►

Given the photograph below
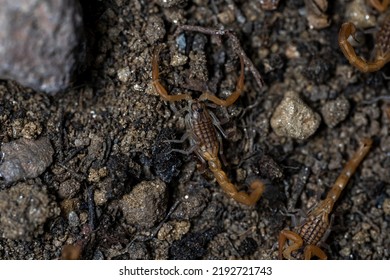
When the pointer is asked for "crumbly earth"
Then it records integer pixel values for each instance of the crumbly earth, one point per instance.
(110, 131)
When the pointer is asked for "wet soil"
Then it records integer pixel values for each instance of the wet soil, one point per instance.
(115, 190)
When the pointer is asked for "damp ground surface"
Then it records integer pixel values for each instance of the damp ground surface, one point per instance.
(115, 189)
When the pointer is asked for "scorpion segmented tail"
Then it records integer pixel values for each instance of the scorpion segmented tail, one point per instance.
(348, 170)
(256, 186)
(383, 41)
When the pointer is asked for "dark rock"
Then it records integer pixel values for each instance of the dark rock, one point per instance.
(23, 211)
(41, 42)
(25, 158)
(193, 246)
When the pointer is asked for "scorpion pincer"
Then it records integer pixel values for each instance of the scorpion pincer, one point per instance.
(315, 227)
(206, 142)
(204, 139)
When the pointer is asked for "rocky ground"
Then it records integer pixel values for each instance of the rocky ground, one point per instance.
(94, 168)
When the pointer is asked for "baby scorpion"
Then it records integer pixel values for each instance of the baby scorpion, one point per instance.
(315, 227)
(204, 138)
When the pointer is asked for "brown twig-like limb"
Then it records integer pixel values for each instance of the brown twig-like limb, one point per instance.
(235, 44)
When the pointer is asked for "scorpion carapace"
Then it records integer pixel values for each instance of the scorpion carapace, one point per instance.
(204, 138)
(313, 230)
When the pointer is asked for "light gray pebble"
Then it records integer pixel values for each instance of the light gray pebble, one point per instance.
(146, 204)
(25, 158)
(293, 118)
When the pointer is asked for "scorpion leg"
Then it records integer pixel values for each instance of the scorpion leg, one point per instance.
(349, 29)
(314, 251)
(233, 97)
(294, 237)
(349, 169)
(257, 187)
(158, 87)
(381, 6)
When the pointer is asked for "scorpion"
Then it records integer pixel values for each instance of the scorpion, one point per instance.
(315, 228)
(380, 6)
(382, 47)
(205, 141)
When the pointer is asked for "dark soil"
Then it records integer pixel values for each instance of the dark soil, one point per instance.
(111, 155)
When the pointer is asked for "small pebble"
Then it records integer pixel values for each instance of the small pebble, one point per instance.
(155, 29)
(146, 204)
(25, 158)
(293, 118)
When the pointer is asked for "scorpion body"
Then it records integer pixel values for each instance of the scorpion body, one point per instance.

◄

§ **WHAT THE TASK REQUIRES**
In the copy, include no pictures; restate the listing above exactly.

§ **RESPONSE TO THE EXERCISE**
Given the photograph below
When the pointer is asked for "crumbly earth"
Then it records integer pixel values for each instance of the crumbly earth, one point per instance.
(110, 131)
When the pointer is asked for "wet soil"
Then it records integer pixel values for each instance of the wet soil, one point per instance.
(115, 190)
When the pointer is asked for "damp ground surface"
Then it records integer pixel values for each instance of the damp ground surface, one point per instance.
(115, 189)
When the pointer is asked for "scorpion segmented tail"
Then it records integer pixel values for each instance of the scorpion segmented tail, one point per instance.
(348, 170)
(256, 186)
(383, 41)
When the pointer is asked for "dark rock"
Then it records integer pixel values for each instance of the dark rock, one point per instance.
(23, 211)
(41, 42)
(25, 158)
(193, 246)
When the pointer is asked for "scorpion pincer"
Then it records integer pixel values for each instance of the scorpion pincer, one point per instance.
(315, 227)
(206, 142)
(204, 139)
When the pointer is asked for "rocky ground"
Then it records integer pixel values for each instance of the rocky ground, one point per instance.
(94, 168)
When the pointer is asked for "baby scorpion"
Then it records integer pixel values for each instance of the baby scorpion, one point per instance.
(315, 227)
(204, 138)
When the pointer is asked for "brown twig-like limb"
Then it records integer pixel values for each instance of the brown twig-like limb, one point per instance.
(235, 44)
When the pointer is asked for "scorpion carapace"
Then it records integer pixel values for each instance of the scorpion carapace, one point per instance.
(204, 138)
(313, 230)
When the pointer is asked for "light gray pebble"
Then it records integer pixel values for each instance of the light gray pebble, one point per instance.
(146, 204)
(25, 158)
(293, 118)
When the pointer is asked for "scorpion leg"
Then it records integer pixel values for each instance of the scorpion leg, one point per instance.
(349, 29)
(314, 251)
(233, 97)
(294, 237)
(349, 169)
(257, 187)
(158, 87)
(381, 6)
When the pointer is asked for "scorpion"
Then it records integer pixel values for each instance of the scorpion, one point per instance.
(315, 228)
(380, 6)
(382, 47)
(205, 141)
When the pointer is asked for "dark soil"
Then it records integer pixel values for each instance of the dark soil, one point per instance.
(111, 155)
When the pointer is asked for "small pebble"
Then it records integer pixel values for each instance of the small pebble, one point per instance.
(155, 29)
(146, 204)
(25, 158)
(293, 118)
When the pointer is asked for "scorpion body"
Then it records integer pixel values for each instance of the scorpion body, one point per instance.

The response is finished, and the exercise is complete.